§ ENTRIES
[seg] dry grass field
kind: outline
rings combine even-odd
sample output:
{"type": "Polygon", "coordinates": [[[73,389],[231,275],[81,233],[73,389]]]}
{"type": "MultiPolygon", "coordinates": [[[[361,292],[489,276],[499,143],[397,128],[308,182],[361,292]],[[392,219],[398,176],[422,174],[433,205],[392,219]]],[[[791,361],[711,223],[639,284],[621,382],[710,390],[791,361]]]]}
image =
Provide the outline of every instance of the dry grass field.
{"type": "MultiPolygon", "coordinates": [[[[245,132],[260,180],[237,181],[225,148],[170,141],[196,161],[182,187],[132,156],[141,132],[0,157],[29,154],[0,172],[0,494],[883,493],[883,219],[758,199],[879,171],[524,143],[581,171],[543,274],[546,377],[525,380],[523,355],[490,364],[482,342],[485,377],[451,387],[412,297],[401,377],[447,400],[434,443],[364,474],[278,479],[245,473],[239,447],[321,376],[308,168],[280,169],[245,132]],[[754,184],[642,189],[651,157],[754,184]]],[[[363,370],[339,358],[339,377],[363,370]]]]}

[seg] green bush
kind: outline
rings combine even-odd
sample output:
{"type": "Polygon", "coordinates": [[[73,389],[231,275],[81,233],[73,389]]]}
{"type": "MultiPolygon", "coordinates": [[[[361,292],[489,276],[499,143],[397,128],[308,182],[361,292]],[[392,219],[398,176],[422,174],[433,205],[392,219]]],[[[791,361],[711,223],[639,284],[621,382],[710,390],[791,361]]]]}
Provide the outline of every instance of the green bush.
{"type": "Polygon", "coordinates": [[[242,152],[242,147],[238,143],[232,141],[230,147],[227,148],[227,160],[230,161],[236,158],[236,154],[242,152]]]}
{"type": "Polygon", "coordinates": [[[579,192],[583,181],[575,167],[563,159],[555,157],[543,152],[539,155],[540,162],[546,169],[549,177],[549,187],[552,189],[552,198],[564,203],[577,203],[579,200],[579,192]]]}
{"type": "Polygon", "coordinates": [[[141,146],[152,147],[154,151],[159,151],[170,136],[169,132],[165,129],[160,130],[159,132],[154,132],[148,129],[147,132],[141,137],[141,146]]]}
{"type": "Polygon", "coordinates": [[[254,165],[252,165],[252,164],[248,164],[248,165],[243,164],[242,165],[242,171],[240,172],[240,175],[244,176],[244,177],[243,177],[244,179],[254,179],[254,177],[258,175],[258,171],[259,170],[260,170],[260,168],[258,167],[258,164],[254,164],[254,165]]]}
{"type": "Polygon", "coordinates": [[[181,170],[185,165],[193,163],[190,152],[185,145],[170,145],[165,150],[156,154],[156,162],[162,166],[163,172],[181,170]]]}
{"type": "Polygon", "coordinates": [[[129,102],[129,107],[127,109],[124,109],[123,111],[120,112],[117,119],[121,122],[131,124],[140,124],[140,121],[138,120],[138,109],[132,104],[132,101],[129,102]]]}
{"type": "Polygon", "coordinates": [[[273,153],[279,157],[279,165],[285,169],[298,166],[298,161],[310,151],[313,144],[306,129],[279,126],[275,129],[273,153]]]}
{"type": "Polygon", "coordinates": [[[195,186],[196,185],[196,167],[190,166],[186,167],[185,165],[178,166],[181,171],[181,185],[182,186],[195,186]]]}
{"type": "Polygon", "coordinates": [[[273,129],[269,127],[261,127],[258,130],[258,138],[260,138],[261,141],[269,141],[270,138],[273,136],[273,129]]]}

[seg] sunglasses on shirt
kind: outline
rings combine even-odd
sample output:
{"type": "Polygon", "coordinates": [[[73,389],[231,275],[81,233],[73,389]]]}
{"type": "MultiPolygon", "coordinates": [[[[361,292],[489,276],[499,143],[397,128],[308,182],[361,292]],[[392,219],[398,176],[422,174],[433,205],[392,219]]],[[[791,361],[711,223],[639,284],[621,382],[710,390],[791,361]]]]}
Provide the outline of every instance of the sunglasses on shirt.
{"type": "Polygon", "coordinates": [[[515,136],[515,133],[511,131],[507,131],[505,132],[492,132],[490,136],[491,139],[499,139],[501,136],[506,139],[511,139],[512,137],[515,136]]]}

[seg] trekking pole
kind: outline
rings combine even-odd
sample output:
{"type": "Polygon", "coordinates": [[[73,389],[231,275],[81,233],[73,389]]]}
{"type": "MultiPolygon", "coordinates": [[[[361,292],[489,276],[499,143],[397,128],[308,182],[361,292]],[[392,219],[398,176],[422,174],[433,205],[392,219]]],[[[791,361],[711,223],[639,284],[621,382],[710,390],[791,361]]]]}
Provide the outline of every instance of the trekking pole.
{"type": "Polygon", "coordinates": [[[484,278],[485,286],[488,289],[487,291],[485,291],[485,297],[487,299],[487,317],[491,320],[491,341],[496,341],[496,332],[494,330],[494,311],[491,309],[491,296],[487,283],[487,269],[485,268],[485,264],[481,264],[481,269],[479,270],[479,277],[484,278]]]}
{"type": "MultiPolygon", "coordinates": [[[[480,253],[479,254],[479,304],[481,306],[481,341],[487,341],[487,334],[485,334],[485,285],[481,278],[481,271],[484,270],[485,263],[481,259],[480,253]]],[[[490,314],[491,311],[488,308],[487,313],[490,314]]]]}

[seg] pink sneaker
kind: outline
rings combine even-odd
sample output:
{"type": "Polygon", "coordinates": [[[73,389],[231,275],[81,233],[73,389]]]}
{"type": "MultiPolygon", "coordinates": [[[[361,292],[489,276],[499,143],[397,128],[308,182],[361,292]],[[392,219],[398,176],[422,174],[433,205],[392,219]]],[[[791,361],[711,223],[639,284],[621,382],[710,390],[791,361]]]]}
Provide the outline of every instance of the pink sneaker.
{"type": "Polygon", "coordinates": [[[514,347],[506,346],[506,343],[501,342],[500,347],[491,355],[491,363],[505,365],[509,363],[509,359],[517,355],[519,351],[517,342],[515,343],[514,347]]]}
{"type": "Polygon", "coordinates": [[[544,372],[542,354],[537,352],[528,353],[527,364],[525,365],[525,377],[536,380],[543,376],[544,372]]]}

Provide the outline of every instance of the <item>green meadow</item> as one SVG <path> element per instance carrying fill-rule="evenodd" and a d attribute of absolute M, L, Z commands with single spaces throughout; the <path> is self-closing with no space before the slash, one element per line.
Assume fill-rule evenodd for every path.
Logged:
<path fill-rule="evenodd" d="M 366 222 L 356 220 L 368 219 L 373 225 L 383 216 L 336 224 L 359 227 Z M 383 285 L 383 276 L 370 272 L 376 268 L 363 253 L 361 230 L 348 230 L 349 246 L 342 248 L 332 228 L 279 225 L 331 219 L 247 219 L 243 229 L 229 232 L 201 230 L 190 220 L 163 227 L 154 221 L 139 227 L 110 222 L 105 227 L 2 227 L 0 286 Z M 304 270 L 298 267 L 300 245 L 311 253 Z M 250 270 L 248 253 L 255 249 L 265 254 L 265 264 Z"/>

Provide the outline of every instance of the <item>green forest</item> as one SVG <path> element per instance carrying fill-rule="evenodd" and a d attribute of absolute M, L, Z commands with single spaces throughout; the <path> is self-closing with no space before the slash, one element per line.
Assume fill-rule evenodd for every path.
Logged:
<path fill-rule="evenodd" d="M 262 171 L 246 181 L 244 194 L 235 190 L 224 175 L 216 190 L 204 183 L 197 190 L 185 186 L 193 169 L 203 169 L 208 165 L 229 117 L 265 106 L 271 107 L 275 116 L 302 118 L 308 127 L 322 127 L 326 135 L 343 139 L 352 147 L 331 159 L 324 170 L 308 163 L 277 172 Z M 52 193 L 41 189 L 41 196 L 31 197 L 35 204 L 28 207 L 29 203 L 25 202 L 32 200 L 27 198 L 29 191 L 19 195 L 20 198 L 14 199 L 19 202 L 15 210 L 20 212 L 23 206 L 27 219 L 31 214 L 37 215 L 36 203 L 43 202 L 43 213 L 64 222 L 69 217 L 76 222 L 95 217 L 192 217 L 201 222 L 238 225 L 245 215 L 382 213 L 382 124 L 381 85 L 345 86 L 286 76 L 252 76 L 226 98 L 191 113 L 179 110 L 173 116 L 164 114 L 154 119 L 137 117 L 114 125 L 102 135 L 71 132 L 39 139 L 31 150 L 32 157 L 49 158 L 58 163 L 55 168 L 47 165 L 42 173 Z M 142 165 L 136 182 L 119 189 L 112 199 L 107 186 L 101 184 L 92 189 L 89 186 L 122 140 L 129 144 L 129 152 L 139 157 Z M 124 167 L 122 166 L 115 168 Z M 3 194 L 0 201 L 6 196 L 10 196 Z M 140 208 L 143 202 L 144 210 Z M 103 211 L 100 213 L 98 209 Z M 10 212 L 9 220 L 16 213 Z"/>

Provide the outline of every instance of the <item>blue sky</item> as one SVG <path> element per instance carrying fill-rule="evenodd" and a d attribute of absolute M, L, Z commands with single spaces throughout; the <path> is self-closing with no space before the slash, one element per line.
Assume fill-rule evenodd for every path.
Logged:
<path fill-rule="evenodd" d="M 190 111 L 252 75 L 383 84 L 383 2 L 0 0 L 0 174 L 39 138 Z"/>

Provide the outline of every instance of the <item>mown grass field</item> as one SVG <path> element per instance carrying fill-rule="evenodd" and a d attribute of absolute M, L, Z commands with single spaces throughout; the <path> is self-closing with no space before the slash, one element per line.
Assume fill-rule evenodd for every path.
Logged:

§ GIVEN REQUEST
Recast the material above, starting at the line that contains "the <item>green forest</item>" and ending at the line that contains "190 111 L 252", as a numbered list that includes both of those lines and omits any blank lines.

§ EXERCISE RESPONSE
1. Provide the outline of every instance of the <item>green forest</item> as one SVG <path> element per instance carrying fill-rule="evenodd" and a d attribute of absolute M, L, Z commands with single spaces throughout; the <path> is self-closing with no space before the slash, one element per line.
2. Assume fill-rule evenodd for every path.
3. Logged:
4. <path fill-rule="evenodd" d="M 262 171 L 246 181 L 244 194 L 235 190 L 224 175 L 216 190 L 204 183 L 197 190 L 185 186 L 193 169 L 203 169 L 208 165 L 229 117 L 265 106 L 271 107 L 275 116 L 302 118 L 308 127 L 322 127 L 326 135 L 343 139 L 352 147 L 331 159 L 324 170 L 308 163 L 277 172 Z M 52 193 L 41 189 L 41 196 L 31 197 L 35 204 L 28 207 L 29 203 L 25 202 L 32 200 L 27 198 L 29 191 L 19 195 L 20 198 L 14 199 L 19 202 L 15 210 L 20 212 L 23 206 L 27 219 L 31 214 L 37 215 L 36 203 L 43 202 L 43 213 L 64 222 L 69 217 L 76 222 L 95 217 L 192 217 L 201 222 L 238 225 L 245 215 L 382 213 L 382 124 L 381 85 L 345 86 L 286 76 L 252 76 L 226 98 L 191 113 L 179 110 L 173 116 L 164 114 L 154 119 L 137 117 L 114 125 L 102 135 L 71 132 L 39 139 L 31 150 L 32 157 L 49 158 L 58 163 L 55 168 L 47 165 L 42 173 Z M 142 165 L 136 182 L 119 189 L 112 199 L 107 186 L 101 184 L 92 189 L 89 186 L 122 140 L 129 144 L 129 152 L 139 157 Z M 124 167 L 122 166 L 115 168 Z M 3 194 L 0 201 L 6 196 L 10 196 Z M 140 208 L 143 202 L 144 210 Z M 103 211 L 100 213 L 98 209 Z M 10 212 L 9 220 L 16 213 Z"/>
5. Provide the outline of every instance of the <item>blue sky</item> as one SVG <path> element per instance carrying fill-rule="evenodd" and a d attribute of absolute M, L, Z commands with single spaces throughout; the <path> is self-closing with no space before the slash, one element per line.
6. Assume fill-rule evenodd for every path.
7. Logged:
8. <path fill-rule="evenodd" d="M 190 111 L 252 75 L 383 84 L 383 2 L 0 0 L 0 174 L 39 138 Z"/>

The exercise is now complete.